■ **Consigne A**
Comptez les lignes des rangées qui contiennent la chaîne « grass » et donnez uniquement ce nombre.

■ **Texte à étudier**
——

ON DIT SOUVENT que le président est au mieux de sa forme quand il affronte une crise et réussit de plus belle quand elle est grave. N’est-ce pas le cas aujourd’hui ? Il y a trois semaines, la réforme des retraites, désavouée par 70 % des Français, apparaissait comme une démarche suicidaire. Il y a cinq mois, le remaniement, annoncé pour l’automne, semblait ridiculiser un chef de l’État indécis. Les socialistes avaient le vent en poupe, la majorité doutait et se divisait. Tous ces dangers n’ont certes pas disparu. Mais la réforme a divisé les syndicats, d’autant que M. Sarkozy a refusé de revenir sur les mesures d’âge (ce en quoi il avait raison, selon nous) et que les plus responsables des syndicalistes refusent de plonger le pays dans le chaos. Le président a pris un risque immense, mais il a réussi. La réforme a été votée par les deux chambres, avalisée par le Conseil constitutionnel (saisi par la gauche) et promulguée sans plus attendre par le chef de l’État. Les socialistes peuvent toujours dire qu’ils déferont la réforme et dénoncer la « brutalité » du président, encore faut-il qu’il reprennent le pouvoir et qu’ils décident enfin qui, de Martine Aubry ou de Benoît Hamon, exprime les idées de leur parti, ce qui n’est pas clair (manifestement, la réforme des retraites a enfoncé un coin dans leur unité) ; les syndicats peuvent toujours dire qu’ils vont négocier sur l’emploi, les jeunes et les seniors, les mesures d’âge ont été adoptées ; quant à Dominique de Villepin, crédité de huit pour cent de l’électorat dans les sondages, il est abandonné par ses propres amis.

——

■ **Jeu de données**
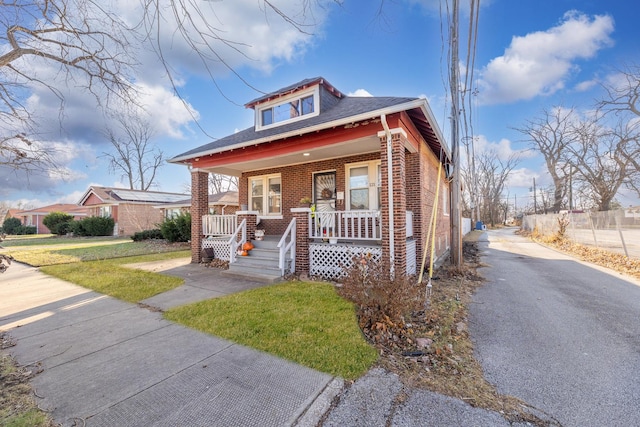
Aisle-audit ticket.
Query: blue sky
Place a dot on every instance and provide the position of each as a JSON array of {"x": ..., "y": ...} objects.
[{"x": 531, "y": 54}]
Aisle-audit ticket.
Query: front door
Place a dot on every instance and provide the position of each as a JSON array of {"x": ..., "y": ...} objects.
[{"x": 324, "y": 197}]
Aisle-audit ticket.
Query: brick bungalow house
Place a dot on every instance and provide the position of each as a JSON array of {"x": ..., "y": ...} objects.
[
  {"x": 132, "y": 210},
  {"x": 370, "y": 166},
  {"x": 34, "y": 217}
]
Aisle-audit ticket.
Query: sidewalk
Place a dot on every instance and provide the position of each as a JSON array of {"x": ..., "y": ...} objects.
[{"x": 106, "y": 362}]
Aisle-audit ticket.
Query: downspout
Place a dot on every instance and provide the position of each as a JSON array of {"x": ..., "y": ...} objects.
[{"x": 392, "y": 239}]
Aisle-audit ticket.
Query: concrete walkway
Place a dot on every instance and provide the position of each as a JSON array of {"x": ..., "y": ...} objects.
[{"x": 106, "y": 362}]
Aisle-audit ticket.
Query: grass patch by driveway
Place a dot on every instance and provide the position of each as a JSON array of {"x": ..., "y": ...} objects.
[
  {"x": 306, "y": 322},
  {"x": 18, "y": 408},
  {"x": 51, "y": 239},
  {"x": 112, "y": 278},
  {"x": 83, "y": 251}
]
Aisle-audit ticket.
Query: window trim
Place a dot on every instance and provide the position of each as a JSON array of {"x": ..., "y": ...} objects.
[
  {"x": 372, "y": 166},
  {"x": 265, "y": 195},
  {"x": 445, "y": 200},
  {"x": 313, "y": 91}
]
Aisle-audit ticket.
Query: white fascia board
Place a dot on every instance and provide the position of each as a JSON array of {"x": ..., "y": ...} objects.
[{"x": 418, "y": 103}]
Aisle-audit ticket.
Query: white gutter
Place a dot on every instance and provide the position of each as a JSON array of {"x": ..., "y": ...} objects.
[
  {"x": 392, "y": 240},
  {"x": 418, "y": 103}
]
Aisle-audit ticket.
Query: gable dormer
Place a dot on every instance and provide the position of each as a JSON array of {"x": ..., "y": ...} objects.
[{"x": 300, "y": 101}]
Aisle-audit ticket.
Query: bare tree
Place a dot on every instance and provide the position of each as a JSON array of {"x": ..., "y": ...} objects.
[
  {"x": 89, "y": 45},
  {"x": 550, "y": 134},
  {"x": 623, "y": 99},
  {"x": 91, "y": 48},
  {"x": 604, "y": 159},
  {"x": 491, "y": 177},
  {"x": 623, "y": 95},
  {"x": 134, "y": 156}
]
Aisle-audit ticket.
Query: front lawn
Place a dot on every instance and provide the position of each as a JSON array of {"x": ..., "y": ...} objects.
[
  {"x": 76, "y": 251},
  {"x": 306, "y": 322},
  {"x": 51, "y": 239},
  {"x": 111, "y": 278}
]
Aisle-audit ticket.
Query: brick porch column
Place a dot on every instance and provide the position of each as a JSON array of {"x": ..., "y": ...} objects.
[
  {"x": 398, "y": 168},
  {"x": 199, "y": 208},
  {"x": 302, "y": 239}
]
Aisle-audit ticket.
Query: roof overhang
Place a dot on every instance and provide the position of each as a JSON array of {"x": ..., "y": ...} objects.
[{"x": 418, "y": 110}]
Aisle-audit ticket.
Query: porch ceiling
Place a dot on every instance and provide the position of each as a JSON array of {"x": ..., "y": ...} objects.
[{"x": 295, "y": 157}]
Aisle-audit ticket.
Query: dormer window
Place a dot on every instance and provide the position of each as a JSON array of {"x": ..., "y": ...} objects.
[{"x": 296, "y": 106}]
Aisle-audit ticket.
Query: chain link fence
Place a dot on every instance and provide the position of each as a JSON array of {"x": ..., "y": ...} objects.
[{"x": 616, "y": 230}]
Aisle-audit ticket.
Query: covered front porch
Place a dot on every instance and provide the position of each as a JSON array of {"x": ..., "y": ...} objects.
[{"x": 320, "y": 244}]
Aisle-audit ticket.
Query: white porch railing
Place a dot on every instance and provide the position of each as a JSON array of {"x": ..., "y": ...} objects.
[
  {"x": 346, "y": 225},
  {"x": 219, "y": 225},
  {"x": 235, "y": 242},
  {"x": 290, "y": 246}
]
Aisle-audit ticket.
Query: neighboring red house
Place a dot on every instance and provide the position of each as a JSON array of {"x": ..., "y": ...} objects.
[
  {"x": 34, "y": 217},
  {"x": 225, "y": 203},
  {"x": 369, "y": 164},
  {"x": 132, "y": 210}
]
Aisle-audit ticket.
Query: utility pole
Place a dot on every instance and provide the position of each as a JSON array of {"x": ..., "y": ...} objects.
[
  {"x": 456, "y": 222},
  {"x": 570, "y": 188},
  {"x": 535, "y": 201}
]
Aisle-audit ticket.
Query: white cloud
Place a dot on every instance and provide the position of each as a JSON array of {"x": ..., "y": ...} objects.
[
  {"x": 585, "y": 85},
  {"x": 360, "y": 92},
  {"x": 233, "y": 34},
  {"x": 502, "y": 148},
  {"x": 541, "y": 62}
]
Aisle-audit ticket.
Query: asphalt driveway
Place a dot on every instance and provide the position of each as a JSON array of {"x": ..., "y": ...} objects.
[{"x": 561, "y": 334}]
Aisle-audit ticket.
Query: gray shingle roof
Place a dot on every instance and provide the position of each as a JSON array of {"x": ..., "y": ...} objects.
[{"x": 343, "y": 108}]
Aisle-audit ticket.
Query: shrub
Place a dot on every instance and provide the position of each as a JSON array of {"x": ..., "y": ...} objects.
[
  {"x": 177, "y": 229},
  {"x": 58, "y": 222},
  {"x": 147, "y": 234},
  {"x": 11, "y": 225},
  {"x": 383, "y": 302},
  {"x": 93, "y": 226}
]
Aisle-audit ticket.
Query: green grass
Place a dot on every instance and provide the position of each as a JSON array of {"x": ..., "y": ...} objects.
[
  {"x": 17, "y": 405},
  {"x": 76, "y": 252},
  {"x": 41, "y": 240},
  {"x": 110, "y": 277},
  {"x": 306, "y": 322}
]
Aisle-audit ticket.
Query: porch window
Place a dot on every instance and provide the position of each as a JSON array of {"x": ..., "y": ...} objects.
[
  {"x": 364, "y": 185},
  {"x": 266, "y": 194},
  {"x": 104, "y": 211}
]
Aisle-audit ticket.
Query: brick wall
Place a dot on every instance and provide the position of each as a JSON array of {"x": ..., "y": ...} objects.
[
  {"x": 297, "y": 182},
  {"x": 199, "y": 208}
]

——

■ **Consigne B**
Répondez aux questions suivantes d'après le texte sur la réforme des retraites :
(i) Quelle proportion des Français désavouait la réforme des retraites il y a trois semaines ?
(ii) Quelle instance, saisie par la gauche, a avalisé la réforme ?
(iii) De quelle part de l'électorat Dominique de Villepin est-il crédité dans les sondages ?

■ **Corrigé A**
2

■ **Corrigé B**
(i) 70 %.
(ii) Le Conseil constitutionnel.
(iii) Huit pour cent.